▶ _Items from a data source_
========================================================================

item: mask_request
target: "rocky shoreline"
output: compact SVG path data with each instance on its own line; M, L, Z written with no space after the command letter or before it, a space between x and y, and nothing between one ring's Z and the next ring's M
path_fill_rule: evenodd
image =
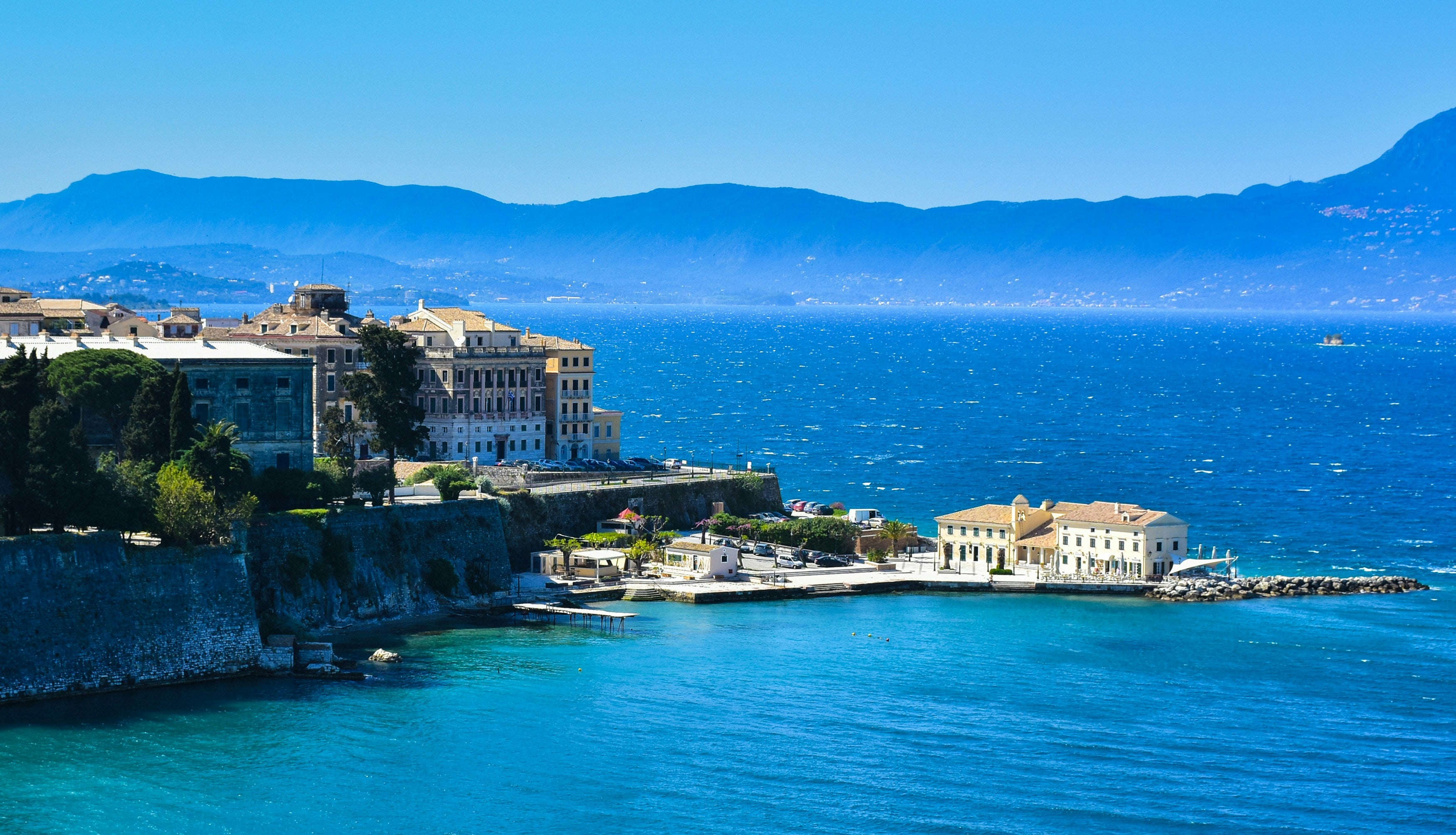
M1174 602L1242 601L1303 595L1383 595L1430 588L1412 578L1191 578L1168 580L1147 596Z

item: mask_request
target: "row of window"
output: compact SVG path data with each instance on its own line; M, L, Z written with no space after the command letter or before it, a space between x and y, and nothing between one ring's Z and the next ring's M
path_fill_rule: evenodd
M331 388L331 391L332 391L332 388ZM416 397L415 399L415 406L418 406L421 409L425 409L427 407L425 406L425 400L427 399L424 396ZM435 413L464 415L466 413L466 410L464 410L464 400L466 400L464 397L454 397L454 399L450 399L450 397L430 397L428 399L428 401L430 401L428 409L430 409L431 415L435 415ZM491 399L486 397L485 399L485 412L507 412L507 410L517 412L517 406L515 406L517 400L521 401L520 410L526 410L526 397L517 399L515 393L513 391L510 397L496 397L495 399L495 409L491 409L491 406L492 406ZM510 409L507 409L507 403L510 404ZM451 410L451 406L454 406L453 410ZM536 409L534 409L534 412L540 412L540 410L542 410L542 399L540 399L540 394L537 394L536 396ZM470 400L470 412L472 413L479 413L480 412L480 399L479 397L473 397Z
M952 535L954 537L955 535L955 525L946 525L945 527L945 532L946 532L946 535ZM997 530L994 532L1000 534L1000 538L1003 538L1003 540L1006 538L1006 530L1005 528L1000 528L1000 530ZM961 535L962 537L967 535L965 534L965 525L961 525ZM981 530L980 528L971 528L971 534L970 535L980 537L981 535ZM989 538L993 537L993 531L990 528L986 528L986 535Z
M264 404L253 403L233 403L233 423L237 423L239 432L248 432L253 428L255 409L266 409ZM288 400L278 400L272 406L274 412L274 426L277 429L301 429L300 426L293 426L293 403ZM266 412L264 412L266 415ZM210 423L213 420L213 404L202 401L192 404L192 418L198 423Z
M430 371L430 383L448 383L450 381L450 372L448 371L435 371L434 368L430 368L428 371ZM456 384L457 385L464 385L467 374L470 375L470 387L472 388L508 388L508 387L514 387L517 380L521 381L521 385L526 385L526 381L530 380L530 372L529 372L527 368L495 368L495 369L491 369L491 368L476 368L473 371L467 371L464 368L456 368L454 369L454 381L456 381ZM424 368L416 368L415 369L415 378L419 380L421 383L424 383L425 381L425 369ZM540 378L542 378L542 369L537 368L536 369L536 381L539 383ZM492 383L492 380L494 380L494 383Z
M1072 543L1069 540L1076 540L1077 541L1077 547L1082 547L1082 537L1072 537L1069 534L1061 534L1061 544L1063 546L1070 546ZM1155 544L1158 546L1159 551L1163 550L1163 541L1162 540L1158 540L1158 543L1155 543ZM1096 537L1088 537L1088 546L1095 548L1096 547ZM1102 547L1105 550L1111 551L1112 550L1112 540L1102 540ZM1118 540L1117 541L1117 550L1125 551L1127 550L1127 540ZM1134 551L1137 550L1137 540L1133 540L1133 550ZM1175 551L1178 550L1178 540L1174 540L1174 548L1172 550L1175 550Z
M252 383L250 377L239 377L239 378L233 380L233 390L234 391L250 391L252 387L253 387L253 383ZM293 388L293 378L291 377L278 377L278 378L275 378L274 380L274 388L278 390L278 391L287 391L287 390ZM211 391L213 390L213 381L210 378L207 378L207 377L194 377L192 378L192 390L194 391ZM329 391L333 391L333 375L332 374L329 375Z

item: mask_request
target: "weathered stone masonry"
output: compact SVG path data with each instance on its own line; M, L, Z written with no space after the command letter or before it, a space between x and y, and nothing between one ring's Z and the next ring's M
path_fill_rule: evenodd
M118 534L0 540L0 701L218 678L258 660L240 554Z

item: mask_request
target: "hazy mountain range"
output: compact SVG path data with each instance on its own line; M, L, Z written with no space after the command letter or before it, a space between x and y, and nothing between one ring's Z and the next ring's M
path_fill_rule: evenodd
M134 170L0 204L0 284L74 285L147 260L246 279L213 288L249 295L322 271L400 300L1444 308L1453 209L1456 109L1319 182L1104 202L917 209L702 185L518 205L441 186Z

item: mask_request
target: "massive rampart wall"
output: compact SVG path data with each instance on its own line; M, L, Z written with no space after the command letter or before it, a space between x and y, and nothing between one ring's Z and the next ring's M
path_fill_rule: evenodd
M0 538L0 701L217 678L258 662L242 554L115 532Z
M265 631L438 612L508 591L494 500L274 514L248 530Z

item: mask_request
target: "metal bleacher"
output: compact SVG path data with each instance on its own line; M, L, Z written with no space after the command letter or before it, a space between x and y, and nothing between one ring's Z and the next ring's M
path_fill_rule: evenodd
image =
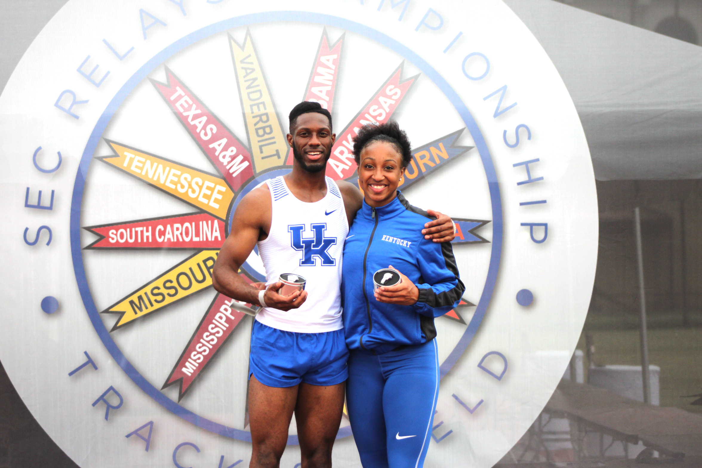
M546 429L556 419L567 420L567 430ZM554 443L569 445L570 460L553 456L549 446ZM632 446L638 448L635 457L629 452ZM496 466L702 467L702 415L562 380L508 455Z

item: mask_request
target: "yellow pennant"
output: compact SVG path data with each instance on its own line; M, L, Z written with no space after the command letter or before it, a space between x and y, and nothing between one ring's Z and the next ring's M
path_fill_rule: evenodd
M230 37L249 142L257 173L285 163L288 143L263 76L251 33L244 45Z
M218 250L201 250L102 311L121 314L113 331L212 286Z
M225 220L234 193L224 180L165 158L107 142L116 156L99 158L203 211Z

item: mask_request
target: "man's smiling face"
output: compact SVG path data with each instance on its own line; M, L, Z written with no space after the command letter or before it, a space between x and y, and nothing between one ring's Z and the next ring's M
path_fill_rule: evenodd
M326 116L318 112L300 114L291 132L288 142L302 168L311 173L324 171L336 137Z

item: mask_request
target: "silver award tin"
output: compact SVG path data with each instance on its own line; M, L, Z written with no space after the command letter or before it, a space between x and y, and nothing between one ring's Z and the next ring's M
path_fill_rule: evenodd
M394 286L400 283L399 273L391 268L381 268L373 274L373 283L376 289L380 286Z
M282 273L278 277L278 281L283 283L278 290L278 294L282 296L289 296L295 291L305 290L305 285L307 283L305 276L294 273Z

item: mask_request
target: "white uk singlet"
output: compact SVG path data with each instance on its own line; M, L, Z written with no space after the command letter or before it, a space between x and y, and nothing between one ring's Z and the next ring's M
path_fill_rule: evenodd
M307 300L283 312L264 307L256 320L286 331L319 333L343 328L341 321L341 256L349 232L343 199L336 183L326 179L326 195L314 203L300 201L282 177L267 181L272 213L270 232L259 241L266 284L282 273L307 279Z

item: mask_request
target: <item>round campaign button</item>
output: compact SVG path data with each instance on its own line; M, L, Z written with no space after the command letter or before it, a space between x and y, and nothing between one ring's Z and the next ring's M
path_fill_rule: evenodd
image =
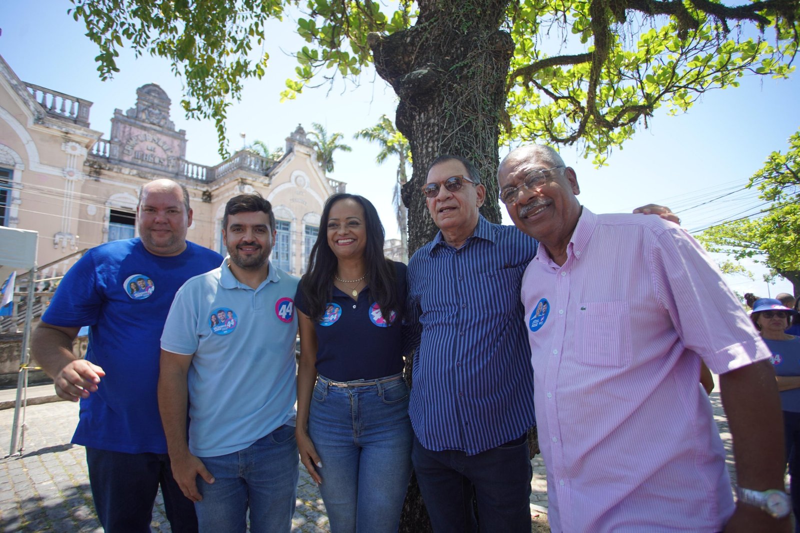
M370 320L379 328L386 328L392 325L394 319L397 317L398 314L392 311L389 313L389 320L386 320L383 318L383 313L381 312L381 306L378 304L378 302L370 306Z
M215 309L208 317L211 332L216 335L228 335L233 333L238 324L238 317L232 309L221 307Z
M281 298L275 303L275 315L281 322L291 322L294 318L294 302L291 298Z
M153 280L150 279L150 276L134 274L125 280L122 288L125 289L125 293L134 300L144 300L150 298L150 296L153 294L155 285L153 284Z
M319 323L321 326L332 326L342 317L342 306L334 302L328 302L325 304L325 313L322 315L322 321Z
M528 320L528 327L530 331L536 332L545 324L547 320L547 315L550 314L550 304L546 298L542 298L530 313L530 320Z

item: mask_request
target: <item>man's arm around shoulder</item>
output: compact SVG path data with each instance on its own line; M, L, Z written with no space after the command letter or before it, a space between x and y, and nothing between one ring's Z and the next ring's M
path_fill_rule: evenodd
M40 322L30 343L30 353L45 373L53 378L56 394L74 402L88 398L90 392L97 391L100 378L106 376L101 367L75 357L72 341L79 330Z
M166 436L166 448L172 463L172 475L189 499L199 502L197 476L214 483L214 476L198 457L189 451L186 442L186 404L189 387L186 382L193 356L173 353L162 349L158 376L158 412Z
M734 440L739 487L754 491L783 491L783 421L775 372L769 360L721 374L719 388ZM726 533L790 531L766 511L737 503Z

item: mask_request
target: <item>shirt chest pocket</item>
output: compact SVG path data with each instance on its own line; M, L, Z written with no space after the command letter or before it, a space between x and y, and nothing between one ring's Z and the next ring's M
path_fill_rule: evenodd
M583 302L575 313L575 359L596 367L626 367L632 359L630 316L624 301Z

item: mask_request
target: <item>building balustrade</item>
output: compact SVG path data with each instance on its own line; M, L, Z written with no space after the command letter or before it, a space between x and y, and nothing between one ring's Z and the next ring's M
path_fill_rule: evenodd
M89 127L89 110L92 102L33 83L25 85L47 114Z
M336 194L337 193L344 193L345 188L347 186L347 184L344 181L337 181L336 180L332 180L330 177L328 178L328 185L334 189L334 194Z

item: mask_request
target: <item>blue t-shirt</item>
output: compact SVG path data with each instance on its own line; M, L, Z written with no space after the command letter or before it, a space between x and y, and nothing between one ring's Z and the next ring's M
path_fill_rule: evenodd
M178 291L161 347L191 356L189 450L217 457L294 425L298 278L270 264L256 288L239 282L227 261Z
M394 262L398 298L406 299L406 265ZM298 287L294 302L308 315L302 290ZM357 300L334 287L317 333L317 372L334 381L377 380L402 372L403 328L400 320L381 313L370 294L370 286Z
M764 339L772 352L773 366L776 376L800 376L800 337L789 340ZM781 392L781 408L791 412L800 412L800 388Z
M86 360L106 372L98 391L81 400L73 443L166 453L156 393L164 320L183 282L222 261L190 242L179 255L153 255L135 238L94 248L70 268L42 320L90 326Z

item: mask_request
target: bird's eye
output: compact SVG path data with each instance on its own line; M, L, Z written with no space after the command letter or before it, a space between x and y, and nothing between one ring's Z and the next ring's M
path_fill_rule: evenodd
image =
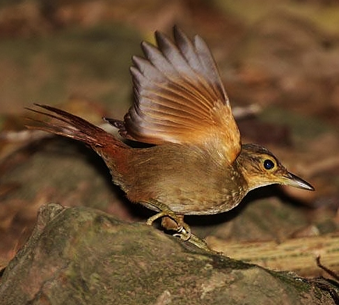
M274 167L274 162L267 159L264 161L264 167L265 169L272 169Z

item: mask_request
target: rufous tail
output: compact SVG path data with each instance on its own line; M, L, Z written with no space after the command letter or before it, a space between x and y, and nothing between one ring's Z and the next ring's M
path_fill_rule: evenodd
M27 128L43 130L79 140L90 145L93 148L104 148L109 144L127 147L112 134L79 116L52 106L39 104L34 104L34 105L47 110L49 112L30 108L28 109L46 116L50 120L42 120L30 118L34 123L26 125Z

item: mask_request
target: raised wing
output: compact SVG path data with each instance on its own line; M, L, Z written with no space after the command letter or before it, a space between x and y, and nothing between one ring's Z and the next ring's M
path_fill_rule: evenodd
M175 42L156 32L158 47L143 42L145 58L130 70L135 101L120 134L141 142L205 145L232 163L241 149L239 130L207 46L174 28Z

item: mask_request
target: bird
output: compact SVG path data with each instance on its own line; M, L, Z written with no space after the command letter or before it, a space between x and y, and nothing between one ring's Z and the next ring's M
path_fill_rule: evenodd
M191 40L178 26L173 38L157 31L155 36L156 45L141 42L143 56L132 57L134 102L123 120L103 118L120 137L46 104L29 110L49 120L33 119L26 127L90 146L127 198L156 212L147 224L161 218L184 240L196 237L184 215L227 212L268 185L315 189L268 149L242 143L216 63L200 36Z

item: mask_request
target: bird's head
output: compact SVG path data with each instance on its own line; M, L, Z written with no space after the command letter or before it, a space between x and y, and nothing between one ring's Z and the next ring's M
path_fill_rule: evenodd
M287 171L269 150L258 145L243 145L236 164L247 181L249 190L280 184L314 191L312 185Z

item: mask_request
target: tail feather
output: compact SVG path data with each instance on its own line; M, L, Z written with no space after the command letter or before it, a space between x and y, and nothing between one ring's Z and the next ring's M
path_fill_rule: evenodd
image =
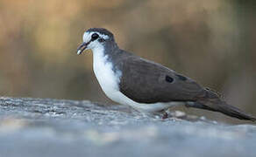
M239 119L256 121L255 117L245 113L235 106L226 104L224 101L222 101L219 99L207 99L203 100L198 100L193 104L189 103L187 106L213 112L219 112L225 115Z

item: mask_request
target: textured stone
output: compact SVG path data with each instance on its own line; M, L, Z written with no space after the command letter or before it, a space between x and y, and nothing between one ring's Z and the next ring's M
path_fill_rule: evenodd
M0 157L256 156L256 126L173 113L146 116L124 106L0 98Z

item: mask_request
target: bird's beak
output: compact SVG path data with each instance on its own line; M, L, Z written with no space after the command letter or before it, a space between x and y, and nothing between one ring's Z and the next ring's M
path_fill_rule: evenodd
M80 55L86 48L87 48L87 45L89 44L89 42L86 43L86 42L83 42L82 44L79 45L79 47L77 48L77 51L76 53L78 55Z

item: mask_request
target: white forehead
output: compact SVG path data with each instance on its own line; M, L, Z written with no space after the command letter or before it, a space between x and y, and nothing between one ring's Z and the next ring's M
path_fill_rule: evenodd
M85 31L83 33L83 36L82 36L83 42L89 42L90 40L90 38L91 38L91 35L93 35L94 33L97 33L101 38L103 38L105 40L110 38L109 36L107 36L105 34L101 34L101 33L99 33L97 31L89 31L89 32Z

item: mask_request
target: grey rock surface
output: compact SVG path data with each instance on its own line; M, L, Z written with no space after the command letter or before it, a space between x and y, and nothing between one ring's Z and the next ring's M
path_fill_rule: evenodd
M256 156L255 126L181 117L161 119L89 101L0 97L0 157Z

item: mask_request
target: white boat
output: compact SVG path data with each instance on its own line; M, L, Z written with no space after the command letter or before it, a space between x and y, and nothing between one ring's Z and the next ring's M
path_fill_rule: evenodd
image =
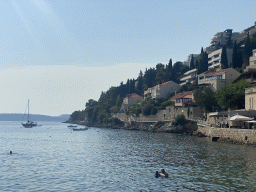
M68 125L68 127L77 127L77 125Z
M28 100L28 117L27 117L27 122L26 123L21 123L23 125L23 127L25 128L32 128L37 126L36 122L30 121L29 120L29 100Z
M73 128L73 131L85 131L85 130L88 130L88 128L87 127L85 127L85 128Z

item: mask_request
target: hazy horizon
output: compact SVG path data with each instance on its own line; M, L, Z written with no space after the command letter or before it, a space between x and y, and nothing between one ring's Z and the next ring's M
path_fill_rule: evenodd
M0 2L0 113L83 110L140 70L185 61L211 38L254 25L255 1Z

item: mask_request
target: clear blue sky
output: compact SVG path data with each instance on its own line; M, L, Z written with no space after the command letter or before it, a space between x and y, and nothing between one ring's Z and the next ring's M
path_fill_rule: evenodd
M0 113L70 114L139 70L254 25L246 0L2 0Z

========================================================================

Reproduce the items above verbatim, beginning with the first line and continuing through the line containing "M1174 602L1242 601L1303", inclusive. Omit the pictures from your reply.

item: mask_request
target: "rocky shoreline"
output: compact SVG path data with each instance on its own line; M, L, Z written with no space after the command letter or before it, a space between x and y, and nothing between one ring's Z and the next ring's M
path_fill_rule: evenodd
image =
M1174 602L1242 601L1303 595L1383 595L1430 588L1412 578L1191 578L1168 580L1147 596Z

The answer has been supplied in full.